What is expected:
From the records that follow, copy every line that contains the word "house".

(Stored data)

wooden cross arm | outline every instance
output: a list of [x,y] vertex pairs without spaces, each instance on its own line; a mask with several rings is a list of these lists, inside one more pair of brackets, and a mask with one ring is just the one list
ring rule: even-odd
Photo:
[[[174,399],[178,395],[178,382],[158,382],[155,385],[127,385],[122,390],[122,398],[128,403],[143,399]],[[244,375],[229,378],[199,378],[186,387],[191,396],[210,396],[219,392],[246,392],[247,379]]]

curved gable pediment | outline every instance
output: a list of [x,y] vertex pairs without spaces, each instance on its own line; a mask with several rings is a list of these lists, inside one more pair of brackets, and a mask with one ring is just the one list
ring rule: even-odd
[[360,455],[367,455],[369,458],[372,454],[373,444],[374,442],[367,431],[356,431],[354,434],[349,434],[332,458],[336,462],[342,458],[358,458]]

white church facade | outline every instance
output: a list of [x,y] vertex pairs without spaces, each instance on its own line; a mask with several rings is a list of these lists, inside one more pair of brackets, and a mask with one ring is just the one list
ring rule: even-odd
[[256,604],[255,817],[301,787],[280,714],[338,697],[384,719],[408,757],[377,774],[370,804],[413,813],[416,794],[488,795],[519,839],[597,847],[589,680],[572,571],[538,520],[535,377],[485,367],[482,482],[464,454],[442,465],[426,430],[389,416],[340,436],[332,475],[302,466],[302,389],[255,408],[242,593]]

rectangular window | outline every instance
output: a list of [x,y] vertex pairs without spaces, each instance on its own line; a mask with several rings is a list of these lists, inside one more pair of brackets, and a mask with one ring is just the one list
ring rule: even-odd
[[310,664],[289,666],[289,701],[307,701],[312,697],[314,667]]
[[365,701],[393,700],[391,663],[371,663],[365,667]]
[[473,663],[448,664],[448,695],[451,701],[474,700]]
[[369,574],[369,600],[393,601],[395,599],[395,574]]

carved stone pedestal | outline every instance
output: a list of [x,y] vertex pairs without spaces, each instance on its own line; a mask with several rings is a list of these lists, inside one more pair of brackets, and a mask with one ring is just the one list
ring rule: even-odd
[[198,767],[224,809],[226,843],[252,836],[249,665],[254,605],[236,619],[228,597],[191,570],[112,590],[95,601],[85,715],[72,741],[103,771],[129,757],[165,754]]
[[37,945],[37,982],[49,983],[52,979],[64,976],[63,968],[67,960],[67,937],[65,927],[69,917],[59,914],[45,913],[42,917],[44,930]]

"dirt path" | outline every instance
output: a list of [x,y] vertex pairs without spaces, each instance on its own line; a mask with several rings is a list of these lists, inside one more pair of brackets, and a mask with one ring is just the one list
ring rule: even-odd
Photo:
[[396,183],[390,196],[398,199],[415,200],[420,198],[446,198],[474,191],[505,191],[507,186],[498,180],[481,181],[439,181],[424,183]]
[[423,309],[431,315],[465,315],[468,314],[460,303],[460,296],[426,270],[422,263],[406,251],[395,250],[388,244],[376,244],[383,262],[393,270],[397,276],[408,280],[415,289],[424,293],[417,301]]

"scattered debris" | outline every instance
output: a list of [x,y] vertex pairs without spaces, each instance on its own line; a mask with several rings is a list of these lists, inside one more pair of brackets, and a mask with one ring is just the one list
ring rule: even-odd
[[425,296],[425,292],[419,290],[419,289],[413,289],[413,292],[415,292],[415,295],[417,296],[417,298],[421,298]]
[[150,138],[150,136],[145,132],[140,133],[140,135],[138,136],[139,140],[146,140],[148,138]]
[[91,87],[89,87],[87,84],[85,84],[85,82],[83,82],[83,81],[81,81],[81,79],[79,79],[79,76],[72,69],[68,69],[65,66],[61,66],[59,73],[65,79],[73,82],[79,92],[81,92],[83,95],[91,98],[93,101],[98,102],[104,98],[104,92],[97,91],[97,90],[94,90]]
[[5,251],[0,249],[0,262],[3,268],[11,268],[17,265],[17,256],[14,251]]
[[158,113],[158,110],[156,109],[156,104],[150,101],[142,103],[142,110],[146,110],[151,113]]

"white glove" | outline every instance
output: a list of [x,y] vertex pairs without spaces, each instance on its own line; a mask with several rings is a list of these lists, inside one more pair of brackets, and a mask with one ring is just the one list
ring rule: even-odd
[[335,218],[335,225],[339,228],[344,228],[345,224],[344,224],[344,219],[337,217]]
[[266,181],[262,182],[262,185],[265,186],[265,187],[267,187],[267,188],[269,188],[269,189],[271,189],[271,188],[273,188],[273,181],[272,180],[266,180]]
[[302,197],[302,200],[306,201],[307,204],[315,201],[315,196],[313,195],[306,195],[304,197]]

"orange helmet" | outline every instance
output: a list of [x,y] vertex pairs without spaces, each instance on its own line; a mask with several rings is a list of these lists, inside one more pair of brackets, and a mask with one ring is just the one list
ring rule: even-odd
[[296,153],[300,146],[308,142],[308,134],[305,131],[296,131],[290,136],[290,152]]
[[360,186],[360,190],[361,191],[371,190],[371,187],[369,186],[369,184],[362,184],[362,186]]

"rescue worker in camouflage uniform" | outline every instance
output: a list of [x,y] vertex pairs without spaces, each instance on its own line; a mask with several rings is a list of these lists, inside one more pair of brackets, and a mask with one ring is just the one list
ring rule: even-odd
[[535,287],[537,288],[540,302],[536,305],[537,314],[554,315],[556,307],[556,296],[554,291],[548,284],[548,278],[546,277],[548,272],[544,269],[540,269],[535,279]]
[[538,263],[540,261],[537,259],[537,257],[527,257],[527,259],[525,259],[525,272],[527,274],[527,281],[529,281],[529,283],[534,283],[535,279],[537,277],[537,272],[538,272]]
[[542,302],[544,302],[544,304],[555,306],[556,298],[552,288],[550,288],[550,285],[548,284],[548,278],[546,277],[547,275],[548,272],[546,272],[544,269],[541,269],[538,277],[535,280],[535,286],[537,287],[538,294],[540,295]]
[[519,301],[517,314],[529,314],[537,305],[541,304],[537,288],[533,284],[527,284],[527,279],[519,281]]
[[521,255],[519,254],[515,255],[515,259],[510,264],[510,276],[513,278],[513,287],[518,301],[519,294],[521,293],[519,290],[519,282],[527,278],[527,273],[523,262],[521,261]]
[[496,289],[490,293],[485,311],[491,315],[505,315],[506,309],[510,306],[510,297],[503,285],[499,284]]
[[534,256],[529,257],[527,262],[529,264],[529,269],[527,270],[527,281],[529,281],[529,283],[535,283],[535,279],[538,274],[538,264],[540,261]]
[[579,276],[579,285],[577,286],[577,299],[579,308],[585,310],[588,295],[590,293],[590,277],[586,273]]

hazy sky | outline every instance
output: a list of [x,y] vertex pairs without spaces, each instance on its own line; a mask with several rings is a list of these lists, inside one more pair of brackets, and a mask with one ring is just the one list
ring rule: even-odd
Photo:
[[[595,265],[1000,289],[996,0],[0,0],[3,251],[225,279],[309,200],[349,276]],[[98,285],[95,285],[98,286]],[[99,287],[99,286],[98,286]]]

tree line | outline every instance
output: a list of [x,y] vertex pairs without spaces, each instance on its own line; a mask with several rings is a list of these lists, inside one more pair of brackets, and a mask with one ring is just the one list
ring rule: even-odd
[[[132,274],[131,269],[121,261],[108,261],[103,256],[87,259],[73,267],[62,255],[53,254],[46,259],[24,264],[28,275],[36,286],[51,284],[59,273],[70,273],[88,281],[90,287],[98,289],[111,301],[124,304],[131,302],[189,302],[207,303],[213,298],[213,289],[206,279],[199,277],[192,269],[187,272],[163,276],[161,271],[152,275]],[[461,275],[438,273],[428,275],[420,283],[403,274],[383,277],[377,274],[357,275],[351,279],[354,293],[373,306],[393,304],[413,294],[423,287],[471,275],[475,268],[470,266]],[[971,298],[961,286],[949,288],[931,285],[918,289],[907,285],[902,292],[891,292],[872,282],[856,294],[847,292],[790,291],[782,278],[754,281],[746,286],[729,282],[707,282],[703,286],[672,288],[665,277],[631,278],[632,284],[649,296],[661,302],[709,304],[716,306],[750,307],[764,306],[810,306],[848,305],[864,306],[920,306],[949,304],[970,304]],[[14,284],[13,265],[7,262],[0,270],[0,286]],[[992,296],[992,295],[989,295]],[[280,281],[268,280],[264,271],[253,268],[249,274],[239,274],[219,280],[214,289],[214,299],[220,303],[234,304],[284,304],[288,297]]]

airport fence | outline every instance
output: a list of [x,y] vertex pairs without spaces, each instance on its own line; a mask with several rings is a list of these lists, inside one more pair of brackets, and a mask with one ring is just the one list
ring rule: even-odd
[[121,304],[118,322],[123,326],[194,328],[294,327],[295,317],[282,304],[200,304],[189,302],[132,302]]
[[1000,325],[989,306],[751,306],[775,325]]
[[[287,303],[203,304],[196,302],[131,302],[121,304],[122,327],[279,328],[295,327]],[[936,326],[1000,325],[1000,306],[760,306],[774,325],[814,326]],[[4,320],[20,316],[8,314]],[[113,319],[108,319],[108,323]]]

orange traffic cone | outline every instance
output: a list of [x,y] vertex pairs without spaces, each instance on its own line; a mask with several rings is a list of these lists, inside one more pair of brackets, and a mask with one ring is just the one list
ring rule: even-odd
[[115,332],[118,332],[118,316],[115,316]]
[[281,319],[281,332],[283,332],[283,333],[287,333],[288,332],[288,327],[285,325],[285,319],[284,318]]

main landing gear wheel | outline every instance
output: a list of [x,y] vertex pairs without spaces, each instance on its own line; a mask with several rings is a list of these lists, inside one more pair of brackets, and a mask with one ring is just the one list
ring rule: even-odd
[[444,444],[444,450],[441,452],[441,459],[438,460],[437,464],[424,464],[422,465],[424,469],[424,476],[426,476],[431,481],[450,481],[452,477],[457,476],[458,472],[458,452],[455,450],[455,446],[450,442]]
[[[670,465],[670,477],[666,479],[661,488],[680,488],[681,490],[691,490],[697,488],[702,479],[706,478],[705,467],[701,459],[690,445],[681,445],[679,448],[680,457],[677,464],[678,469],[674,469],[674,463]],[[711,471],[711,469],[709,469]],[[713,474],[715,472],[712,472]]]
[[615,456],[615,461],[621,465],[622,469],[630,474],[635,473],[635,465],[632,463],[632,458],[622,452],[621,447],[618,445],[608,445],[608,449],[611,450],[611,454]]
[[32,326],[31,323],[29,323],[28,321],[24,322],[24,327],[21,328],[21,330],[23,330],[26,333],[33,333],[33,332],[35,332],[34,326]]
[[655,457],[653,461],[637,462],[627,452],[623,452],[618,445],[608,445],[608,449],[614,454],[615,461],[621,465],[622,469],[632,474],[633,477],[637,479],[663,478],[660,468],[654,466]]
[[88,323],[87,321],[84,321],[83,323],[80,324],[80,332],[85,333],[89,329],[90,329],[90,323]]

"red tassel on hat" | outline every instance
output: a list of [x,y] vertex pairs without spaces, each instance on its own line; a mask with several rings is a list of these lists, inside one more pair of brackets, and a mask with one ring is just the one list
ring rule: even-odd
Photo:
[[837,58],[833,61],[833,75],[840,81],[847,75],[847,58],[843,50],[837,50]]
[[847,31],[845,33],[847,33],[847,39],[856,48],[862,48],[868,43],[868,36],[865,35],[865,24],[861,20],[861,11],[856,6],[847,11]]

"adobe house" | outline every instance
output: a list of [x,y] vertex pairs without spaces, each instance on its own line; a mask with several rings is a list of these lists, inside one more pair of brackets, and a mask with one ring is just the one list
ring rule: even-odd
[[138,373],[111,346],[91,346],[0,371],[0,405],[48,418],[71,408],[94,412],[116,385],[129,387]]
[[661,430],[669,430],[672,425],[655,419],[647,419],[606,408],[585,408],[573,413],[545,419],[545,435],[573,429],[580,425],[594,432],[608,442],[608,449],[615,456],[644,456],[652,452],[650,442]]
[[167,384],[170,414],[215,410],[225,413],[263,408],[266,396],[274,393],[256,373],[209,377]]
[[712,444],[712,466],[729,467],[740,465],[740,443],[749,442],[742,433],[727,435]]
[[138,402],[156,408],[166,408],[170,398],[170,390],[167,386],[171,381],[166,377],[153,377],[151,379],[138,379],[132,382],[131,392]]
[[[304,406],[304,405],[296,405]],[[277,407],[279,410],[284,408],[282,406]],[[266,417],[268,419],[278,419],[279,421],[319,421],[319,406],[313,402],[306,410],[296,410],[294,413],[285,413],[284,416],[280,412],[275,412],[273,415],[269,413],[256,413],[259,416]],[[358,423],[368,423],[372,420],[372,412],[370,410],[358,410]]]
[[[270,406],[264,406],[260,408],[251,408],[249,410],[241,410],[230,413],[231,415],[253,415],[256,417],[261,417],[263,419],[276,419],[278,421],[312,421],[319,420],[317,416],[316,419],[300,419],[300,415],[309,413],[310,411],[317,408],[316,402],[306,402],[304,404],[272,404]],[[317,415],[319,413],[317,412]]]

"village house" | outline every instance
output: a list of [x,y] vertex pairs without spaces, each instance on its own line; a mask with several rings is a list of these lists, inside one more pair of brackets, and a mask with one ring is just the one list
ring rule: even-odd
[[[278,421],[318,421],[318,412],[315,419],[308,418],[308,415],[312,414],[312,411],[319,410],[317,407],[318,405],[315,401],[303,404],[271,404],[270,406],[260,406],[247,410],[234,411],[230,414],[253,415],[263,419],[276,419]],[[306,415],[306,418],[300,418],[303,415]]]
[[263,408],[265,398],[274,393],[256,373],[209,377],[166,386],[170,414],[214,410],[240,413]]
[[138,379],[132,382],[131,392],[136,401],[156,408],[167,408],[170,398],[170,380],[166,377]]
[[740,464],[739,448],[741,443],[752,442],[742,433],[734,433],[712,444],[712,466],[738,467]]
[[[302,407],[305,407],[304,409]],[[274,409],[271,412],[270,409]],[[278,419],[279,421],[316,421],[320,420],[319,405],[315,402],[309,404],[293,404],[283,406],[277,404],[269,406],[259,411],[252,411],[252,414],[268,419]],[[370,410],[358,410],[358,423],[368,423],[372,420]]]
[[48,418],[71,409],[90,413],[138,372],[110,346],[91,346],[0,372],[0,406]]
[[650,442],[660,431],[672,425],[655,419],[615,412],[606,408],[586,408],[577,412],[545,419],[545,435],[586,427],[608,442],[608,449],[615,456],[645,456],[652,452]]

Solution:
"adobe house" | outline every instance
"village house" | outline every instance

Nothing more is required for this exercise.